- [WHAT IS BEING ASKED]:
Could you copy out the material below line for line, with no change to any word or mark?

- [MATERIAL]:
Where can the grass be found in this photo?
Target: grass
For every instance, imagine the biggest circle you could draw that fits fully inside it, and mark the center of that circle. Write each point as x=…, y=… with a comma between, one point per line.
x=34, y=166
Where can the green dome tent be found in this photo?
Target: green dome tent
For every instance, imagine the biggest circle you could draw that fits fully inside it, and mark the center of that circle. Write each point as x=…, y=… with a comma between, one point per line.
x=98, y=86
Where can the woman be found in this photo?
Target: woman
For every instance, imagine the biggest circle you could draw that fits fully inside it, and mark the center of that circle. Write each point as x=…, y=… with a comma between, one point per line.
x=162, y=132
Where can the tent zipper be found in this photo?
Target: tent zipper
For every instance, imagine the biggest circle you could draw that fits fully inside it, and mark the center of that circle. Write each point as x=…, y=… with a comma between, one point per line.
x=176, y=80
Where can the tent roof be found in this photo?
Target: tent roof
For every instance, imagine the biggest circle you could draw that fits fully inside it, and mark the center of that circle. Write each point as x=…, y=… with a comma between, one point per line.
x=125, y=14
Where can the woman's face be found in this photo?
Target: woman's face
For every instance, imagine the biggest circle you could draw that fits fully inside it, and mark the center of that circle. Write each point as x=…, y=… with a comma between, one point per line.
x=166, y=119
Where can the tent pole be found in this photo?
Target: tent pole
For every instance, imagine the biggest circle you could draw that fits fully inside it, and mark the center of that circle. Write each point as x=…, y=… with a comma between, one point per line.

- [ANSWER TO THIS EXERCISE]:
Where can the grass be found in this photo?
Target: grass
For every instance, imagine the biggest circle you could draw that fits fully inside it, and mark the center of that circle. Write each point as x=…, y=… with a comma between, one point per line.
x=34, y=166
Where can the green dome tent be found in this photo?
Target: green dome tent
For every instance, imagine the biggest circle you could draw that fits fully inside it, and mark the center of that circle. Write each point as x=…, y=… with a comma between, one point per line.
x=98, y=86
Where can the woman be found in this photo?
Target: woman
For every instance, imagine the biggest circle you could draw that fits fully inside it, and mark the center of that circle. Write each point as x=…, y=… with a comma between, one point per line.
x=162, y=132
Where can the tent zipper be found in this photo?
Target: tent zipper
For every instance, imagine the biggest circle you could draw that fits fully inside it, and mark the center of that circle. Write each point as x=…, y=… with a comma between, one point per line.
x=176, y=80
Where can the tent roof be found in this photo?
Target: tent roof
For every instance, imagine the biggest circle you could draw that fits fully inside it, and mark the center of that circle. Write each point as x=…, y=… with a comma between, one point per line.
x=125, y=14
Where can the woman's face be found in this photo?
Target: woman's face
For every instance, imagine the biggest circle you could draw that fits fully inside it, and mark the center of that circle. Write each point as x=…, y=… with a comma between, one point per line.
x=166, y=119
Where can the tent pole be found in this photo?
Target: tent pole
For every instance, imagine the biggest circle you could draw that fits fully inside it, and mark the center of that circle. Write each point as x=…, y=… with a comma between, one point per line.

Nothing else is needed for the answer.